§ **Task to complete**
Without skipping anything, write out each record below exactly.

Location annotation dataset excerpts
####
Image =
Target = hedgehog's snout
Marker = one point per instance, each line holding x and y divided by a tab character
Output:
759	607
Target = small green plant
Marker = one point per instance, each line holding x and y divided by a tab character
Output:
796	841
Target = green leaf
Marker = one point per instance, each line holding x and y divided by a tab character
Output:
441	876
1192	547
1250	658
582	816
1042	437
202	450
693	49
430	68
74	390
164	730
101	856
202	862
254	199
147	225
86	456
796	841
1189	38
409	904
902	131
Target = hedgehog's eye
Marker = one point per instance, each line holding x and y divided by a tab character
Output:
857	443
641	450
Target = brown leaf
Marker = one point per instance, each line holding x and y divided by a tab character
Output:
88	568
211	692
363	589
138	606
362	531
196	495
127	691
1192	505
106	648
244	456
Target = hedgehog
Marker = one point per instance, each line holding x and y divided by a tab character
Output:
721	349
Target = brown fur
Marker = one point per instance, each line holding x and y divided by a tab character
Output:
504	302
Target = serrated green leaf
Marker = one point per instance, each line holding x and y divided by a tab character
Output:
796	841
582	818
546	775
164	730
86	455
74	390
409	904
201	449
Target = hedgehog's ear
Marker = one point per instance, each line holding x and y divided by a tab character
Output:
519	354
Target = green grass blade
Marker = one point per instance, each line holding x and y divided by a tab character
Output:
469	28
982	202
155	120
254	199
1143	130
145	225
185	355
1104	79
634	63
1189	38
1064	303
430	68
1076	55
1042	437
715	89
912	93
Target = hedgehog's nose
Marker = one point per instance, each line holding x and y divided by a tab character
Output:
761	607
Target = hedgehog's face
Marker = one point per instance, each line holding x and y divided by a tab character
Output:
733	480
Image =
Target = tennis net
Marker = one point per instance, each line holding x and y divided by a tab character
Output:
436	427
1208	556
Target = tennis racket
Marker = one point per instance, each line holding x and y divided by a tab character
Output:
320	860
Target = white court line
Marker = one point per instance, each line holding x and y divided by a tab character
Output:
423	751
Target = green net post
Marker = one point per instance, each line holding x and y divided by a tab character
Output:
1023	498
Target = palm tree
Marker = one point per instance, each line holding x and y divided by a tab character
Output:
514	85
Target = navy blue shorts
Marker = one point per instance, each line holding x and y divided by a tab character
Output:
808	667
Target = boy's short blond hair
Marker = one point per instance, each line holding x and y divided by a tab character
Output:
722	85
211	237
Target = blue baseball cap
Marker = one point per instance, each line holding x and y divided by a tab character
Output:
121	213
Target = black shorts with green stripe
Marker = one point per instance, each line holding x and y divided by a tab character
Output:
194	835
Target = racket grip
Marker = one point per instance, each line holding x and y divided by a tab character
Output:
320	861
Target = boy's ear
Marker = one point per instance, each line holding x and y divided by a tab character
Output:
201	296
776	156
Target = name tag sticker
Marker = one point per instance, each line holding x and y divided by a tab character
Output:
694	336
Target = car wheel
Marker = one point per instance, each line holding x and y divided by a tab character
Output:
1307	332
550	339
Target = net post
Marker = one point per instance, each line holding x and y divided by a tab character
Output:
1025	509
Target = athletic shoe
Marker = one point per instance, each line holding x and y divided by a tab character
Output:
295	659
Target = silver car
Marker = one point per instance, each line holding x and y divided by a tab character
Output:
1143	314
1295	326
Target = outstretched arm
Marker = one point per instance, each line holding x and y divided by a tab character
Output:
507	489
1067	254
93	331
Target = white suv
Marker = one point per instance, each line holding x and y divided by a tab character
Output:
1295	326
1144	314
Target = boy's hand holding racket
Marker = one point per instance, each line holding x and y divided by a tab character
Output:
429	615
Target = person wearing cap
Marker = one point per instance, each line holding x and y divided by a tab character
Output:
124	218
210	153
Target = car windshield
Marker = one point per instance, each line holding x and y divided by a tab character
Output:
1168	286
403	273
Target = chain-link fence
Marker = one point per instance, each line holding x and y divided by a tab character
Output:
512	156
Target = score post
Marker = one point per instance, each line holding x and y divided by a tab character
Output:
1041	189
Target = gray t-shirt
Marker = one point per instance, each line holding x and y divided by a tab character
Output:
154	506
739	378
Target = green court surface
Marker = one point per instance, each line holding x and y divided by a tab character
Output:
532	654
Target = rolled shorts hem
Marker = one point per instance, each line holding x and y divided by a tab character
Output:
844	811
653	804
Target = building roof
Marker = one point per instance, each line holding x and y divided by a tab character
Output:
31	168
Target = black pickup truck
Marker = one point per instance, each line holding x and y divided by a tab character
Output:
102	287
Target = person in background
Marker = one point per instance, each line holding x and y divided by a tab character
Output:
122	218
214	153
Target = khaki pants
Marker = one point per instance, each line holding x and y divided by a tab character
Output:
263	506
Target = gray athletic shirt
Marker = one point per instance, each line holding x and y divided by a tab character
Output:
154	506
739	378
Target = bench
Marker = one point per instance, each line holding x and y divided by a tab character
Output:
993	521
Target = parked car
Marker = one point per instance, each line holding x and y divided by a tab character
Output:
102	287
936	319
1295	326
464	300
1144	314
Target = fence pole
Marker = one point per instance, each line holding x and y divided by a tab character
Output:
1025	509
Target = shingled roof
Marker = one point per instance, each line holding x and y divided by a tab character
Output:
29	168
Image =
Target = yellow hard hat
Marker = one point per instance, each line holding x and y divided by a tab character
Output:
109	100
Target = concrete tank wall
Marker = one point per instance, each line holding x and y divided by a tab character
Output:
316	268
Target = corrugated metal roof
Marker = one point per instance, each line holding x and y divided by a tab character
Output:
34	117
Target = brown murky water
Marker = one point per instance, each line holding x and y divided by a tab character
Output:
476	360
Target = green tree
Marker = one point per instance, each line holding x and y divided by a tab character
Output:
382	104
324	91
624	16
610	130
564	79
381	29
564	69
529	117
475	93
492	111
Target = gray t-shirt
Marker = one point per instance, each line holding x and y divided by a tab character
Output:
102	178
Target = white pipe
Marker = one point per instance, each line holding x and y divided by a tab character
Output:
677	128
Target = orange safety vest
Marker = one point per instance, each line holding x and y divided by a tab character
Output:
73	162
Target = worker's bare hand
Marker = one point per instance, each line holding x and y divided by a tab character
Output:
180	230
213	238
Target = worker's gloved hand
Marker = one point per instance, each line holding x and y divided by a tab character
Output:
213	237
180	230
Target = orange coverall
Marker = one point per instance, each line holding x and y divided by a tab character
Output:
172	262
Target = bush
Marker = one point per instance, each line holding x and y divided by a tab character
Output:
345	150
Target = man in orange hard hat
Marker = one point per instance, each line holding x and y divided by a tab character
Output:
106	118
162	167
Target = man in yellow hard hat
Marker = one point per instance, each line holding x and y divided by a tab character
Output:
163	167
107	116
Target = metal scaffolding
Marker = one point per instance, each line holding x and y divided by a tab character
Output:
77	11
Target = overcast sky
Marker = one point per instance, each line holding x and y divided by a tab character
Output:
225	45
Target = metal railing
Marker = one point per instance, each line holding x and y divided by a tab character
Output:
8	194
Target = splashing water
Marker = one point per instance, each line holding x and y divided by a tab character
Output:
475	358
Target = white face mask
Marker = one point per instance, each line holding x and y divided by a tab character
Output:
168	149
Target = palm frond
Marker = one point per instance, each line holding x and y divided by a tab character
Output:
####
§ **Task output**
Image =
Target = hedgehog's snout
Marker = one point per instance, each line holding x and y divided by a tab character
Output:
759	607
Target = small green plant
Marker = one point per instance, each line holding x and y divided by a tab character
Output:
796	841
Target = green leaf
Marker = one point per instance, each line holding x and y divided by a tab character
Output:
441	876
1192	547
1250	658
582	816
1042	437
202	450
693	49
430	68
74	390
164	730
101	856
202	862
254	199
147	225
86	456
796	841
1189	38
409	904
902	131
Target = hedgehog's eye
Marker = one point per instance, each line holding x and y divided by a tab character
Output:
857	443
641	450
Target = brown leaf
Marker = one point per instance, each line holding x and y divided by a tab character
Output:
88	568
211	692
363	589
138	606
362	531
196	495
127	691
1192	505
106	648
244	456
Target = hedgehog
Marker = one point per instance, each line holding x and y divided by a tab character
Output:
721	349
Target = brown fur
Marker = one point per instance, each line holding x and y divided by a tab character
Output:
504	302
Target = serrated green leaf
Marker = one point per instance, each line holding x and y divided by a tab character
Output:
796	841
582	818
546	775
164	730
86	455
74	390
409	904
201	449
Target = hedgehog's ear
Marker = one point per instance, each line holding x and y divided by a tab character
Output:
519	354
Target = green grass blade
Marker = one point per instance, each line holding x and y divided by a tab character
Output:
469	28
982	202
155	120
254	199
1143	130
145	225
185	355
1104	79
634	63
1189	38
1064	303
430	68
1076	55
1042	437
715	89
912	93
Target = hedgehog's nose
Marker = one point per instance, each line holding x and y divided by a tab character
Output:
761	607
Target = hedgehog's face
Marker = one point per instance, each line holding x and y divided by a tab character
Output:
733	480
Image =
Target = tennis net
Marker = one point per instance, each line holding x and y divided by a tab character
Output:
436	427
1208	556
Target = tennis racket
Marker = one point per instance, each line holding x and y divided by a tab character
Output:
320	860
Target = white court line
Marker = one point per instance, each line holding x and y divided by a tab character
Output:
423	751
Target = green net post
Marker = one point per instance, each line holding x and y divided by a tab character
Output:
1023	498
Target = palm tree
Marker = one point per instance, each line holding x and y divided by a tab character
Output:
514	85
Target = navy blue shorts
Marker = one point per instance, each line holding x and y divided by a tab character
Output:
808	667
Target = boy's short blond hair
Marker = one point per instance, each line holding x and y divided by a tab character
Output:
722	85
211	237
Target = blue baseball cap
Marker = one point per instance, each line holding x and y divided by a tab character
Output:
121	213
Target = black shorts with green stripe
Marker = one point per instance, each line holding x and y divided by a tab character
Output:
194	835
Target = racket grip
Marker = one point per instance, each line holding x and y divided by a tab character
Output:
320	861
Target = boy's ear
Marker = one point per instance, each line holding x and y divided by a tab character
Output:
201	296
776	156
Target = name tag sticker
Marker = one point per instance, each line holding x and y divided by a tab character
Output:
694	336
Target = car wheel
Marker = one point per instance, each line holding x and y divided by a tab character
Output:
1307	332
550	339
Target = net post
Marker = one point per instance, each line holding x and y divided by a tab character
Output:
1025	509
Target = athletic shoe
Marker = one point per instance, each line holding x and y divided by a tab character
Output:
295	659
Target = silver car
Marker = one point per instance, each line holding x and y divided by a tab character
Output:
1143	314
1295	326
Target = outstretched arm
Marker = one point per instance, each line holding x and y divided by a tab character
Output:
507	489
1067	254
93	331
Target = white suv
Marker = one point per instance, each line holding x and y divided by a tab character
Output:
1295	326
1144	314
Target = boy's hand holding racket
Marker = one point per instance, each line holding x and y divided by a tab character
Output:
429	615
Target = person wearing cap
Marker = one point per instance, each line holding x and y divided by a tab character
Output:
124	218
210	153
Target = car windshield
Marker = one point per instance, each line holding x and y divided by a tab character
Output:
1168	286
403	273
Target = chain-link fence
Marker = one point per instance, each line holding x and y divided by a tab character
Output:
512	156
Target = score post
Marker = one point per instance, each line holding x and y divided by a tab character
Output:
1041	189
Target = gray t-shirt
Marker = one point per instance, each line holding x and y divided by a tab character
Output:
154	506
739	378
Target = green court surface
Marker = one point per instance, each line holding x and y divided by a tab character
Output:
532	654
Target = rolled shorts hem
Marker = one point per instance, each line holding x and y divided by a tab character
Output:
844	811
653	804
Target = building roof
Marker = one point per instance, each line holding x and y divided by a tab character
Output:
31	168
Target = black pickup truck
Marker = one point per instance, each line holding x and y divided by a tab character
Output:
102	287
Target = person in background
Marker = one point per instance, each line holding x and y divided by a tab character
Output:
122	218
214	153
Target = khaki pants
Marker = one point per instance, each line holding x and y divided by a tab character
Output:
263	506
Target = gray athletic shirt
Marker = one point per instance, each line holding x and y divided by a tab character
Output:
154	506
739	378
Target = bench
Marker = one point per instance, each line holding x and y divided by a tab character
Output:
993	521
Target = parked car
Marker = one point per instance, each line holding x and y divided by a tab character
Output:
102	287
936	319
1295	326
464	300
1144	314
Target = fence pole
Marker = one point per instance, each line holding x and y divided by a tab character
Output:
1025	509
Target = shingled roof
Marker = one point per instance, each line holding x and y divided by a tab character
Output:
29	168
Image =
Target = yellow hard hat
Marker = one point per instance, each line holding x and y divided by a tab character
Output:
109	100
Target = concrete tank wall
Marker = one point per instance, each line holding x and y divided by a tab character
Output:
316	268
Target = corrugated metal roof
Marker = one point per instance, each line holding x and y divided by a tab character
Output:
34	117
Target = brown murky water
Marker = one point per instance, each line holding x and y divided by a tab character
Output:
476	360
Target = green tree
Marker = one point per instance, each line holding x and y divided by a tab character
Output:
382	104
324	91
624	16
610	130
564	79
381	29
564	69
529	117
475	93
492	111
Target = gray t-shirt
Marker = one point per instance, each line holding x and y divided by a tab character
Output:
102	178
Target = white pipe
Marker = one point per instance, each line holding x and y divided by a tab character
Output:
677	128
Target = orange safety vest
Marker = one point per instance, each line holding x and y divided by a tab character
Output:
73	162
Target = worker's bare hand
Marker = one point per instance, each line holding x and y divided by a tab character
Output:
180	230
213	238
Target = worker's gloved hand
Marker = one point per instance, each line holding x and y divided by a tab character
Output:
213	237
180	230
Target = orange coverall
Marker = one point per instance, each line holding x and y divided by a tab character
Output:
172	262
Target = bush
Marker = one point per instance, each line holding x and y divided by a tab character
Output:
345	150
Target = man in orange hard hat
Marker = one point per instance, each line holding x and y divided by a tab character
Output:
106	118
162	167
Target = man in yellow hard hat
Marker = one point per instance, each line holding x and y divided by a tab character
Output:
163	167
107	116
Target = metal scaffolding
Marker = one point per instance, each line holding x and y divided by a tab character
Output:
77	11
Target = overcast sky
Marker = one point per instance, each line holding x and y divided by a tab character
Output:
225	45
Target = metal railing
Marker = one point per instance, each line holding x and y divided by a tab character
Output:
8	194
Target = splashing water
Marker = one point per instance, each line holding x and y divided by a tab character
Output:
475	358
Target = white face mask
Marker = one point per instance, each line holding x and y divided by a tab character
Output:
168	149
Target = palm frond
Marker = one point per instance, each line holding x and y divided by a tab character
Output:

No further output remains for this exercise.